*** Block opens ***

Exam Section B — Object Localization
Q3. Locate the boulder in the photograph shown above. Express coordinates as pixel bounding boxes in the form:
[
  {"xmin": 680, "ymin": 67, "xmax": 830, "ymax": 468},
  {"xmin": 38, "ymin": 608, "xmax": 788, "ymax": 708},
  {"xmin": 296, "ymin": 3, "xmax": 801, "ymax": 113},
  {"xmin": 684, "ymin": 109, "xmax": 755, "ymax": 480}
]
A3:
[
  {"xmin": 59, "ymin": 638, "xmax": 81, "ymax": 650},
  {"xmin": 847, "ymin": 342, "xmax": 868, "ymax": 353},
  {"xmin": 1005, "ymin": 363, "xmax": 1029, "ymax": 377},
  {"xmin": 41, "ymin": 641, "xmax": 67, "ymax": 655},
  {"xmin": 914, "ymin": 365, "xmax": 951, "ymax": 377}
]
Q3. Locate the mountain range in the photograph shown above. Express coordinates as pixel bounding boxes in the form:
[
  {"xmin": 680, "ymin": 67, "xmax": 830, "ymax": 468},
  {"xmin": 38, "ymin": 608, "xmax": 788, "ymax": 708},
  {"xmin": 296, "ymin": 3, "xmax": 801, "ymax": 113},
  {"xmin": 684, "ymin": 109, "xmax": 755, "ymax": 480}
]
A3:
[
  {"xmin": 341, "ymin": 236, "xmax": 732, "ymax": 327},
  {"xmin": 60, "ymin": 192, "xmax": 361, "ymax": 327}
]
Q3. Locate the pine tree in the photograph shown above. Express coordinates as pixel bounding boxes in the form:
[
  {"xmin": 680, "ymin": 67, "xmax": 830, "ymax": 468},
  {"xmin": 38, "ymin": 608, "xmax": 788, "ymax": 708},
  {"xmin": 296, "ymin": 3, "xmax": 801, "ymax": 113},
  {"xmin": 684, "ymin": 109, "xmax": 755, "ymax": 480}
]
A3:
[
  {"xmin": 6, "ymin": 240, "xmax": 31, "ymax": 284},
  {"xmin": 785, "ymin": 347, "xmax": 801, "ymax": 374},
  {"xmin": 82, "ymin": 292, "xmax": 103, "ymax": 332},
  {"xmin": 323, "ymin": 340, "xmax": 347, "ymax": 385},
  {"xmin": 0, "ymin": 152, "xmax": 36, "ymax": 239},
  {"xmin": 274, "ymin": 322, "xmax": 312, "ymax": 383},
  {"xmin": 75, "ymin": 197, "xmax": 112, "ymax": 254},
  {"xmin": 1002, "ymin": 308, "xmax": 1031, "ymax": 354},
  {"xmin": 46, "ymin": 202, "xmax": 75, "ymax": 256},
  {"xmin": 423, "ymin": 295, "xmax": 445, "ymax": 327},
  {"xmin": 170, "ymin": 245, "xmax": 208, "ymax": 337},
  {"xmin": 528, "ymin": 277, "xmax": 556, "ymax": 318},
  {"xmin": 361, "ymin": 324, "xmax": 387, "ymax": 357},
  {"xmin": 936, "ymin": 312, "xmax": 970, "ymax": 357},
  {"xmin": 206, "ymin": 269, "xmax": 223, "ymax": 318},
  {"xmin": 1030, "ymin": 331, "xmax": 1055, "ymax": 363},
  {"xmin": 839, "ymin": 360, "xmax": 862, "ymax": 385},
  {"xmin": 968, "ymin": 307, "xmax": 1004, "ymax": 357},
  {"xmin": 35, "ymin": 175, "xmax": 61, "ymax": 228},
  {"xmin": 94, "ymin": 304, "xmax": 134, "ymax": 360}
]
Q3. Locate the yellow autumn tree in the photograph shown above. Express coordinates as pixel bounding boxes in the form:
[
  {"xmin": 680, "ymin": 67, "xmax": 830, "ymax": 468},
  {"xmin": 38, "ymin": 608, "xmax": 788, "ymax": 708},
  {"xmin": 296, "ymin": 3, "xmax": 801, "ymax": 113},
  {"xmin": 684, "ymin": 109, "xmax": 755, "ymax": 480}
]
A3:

*** Block closes ***

The lines to return are those holding the string "tree" anywhere in the listing above.

Q3. Locate the pine tree in the photograph shown above. Express coordinates as pixel bounding boxes in the form:
Q3. Locate the yellow autumn tree in the photograph shown above. Express coordinates as pixel bounding boxes in the form:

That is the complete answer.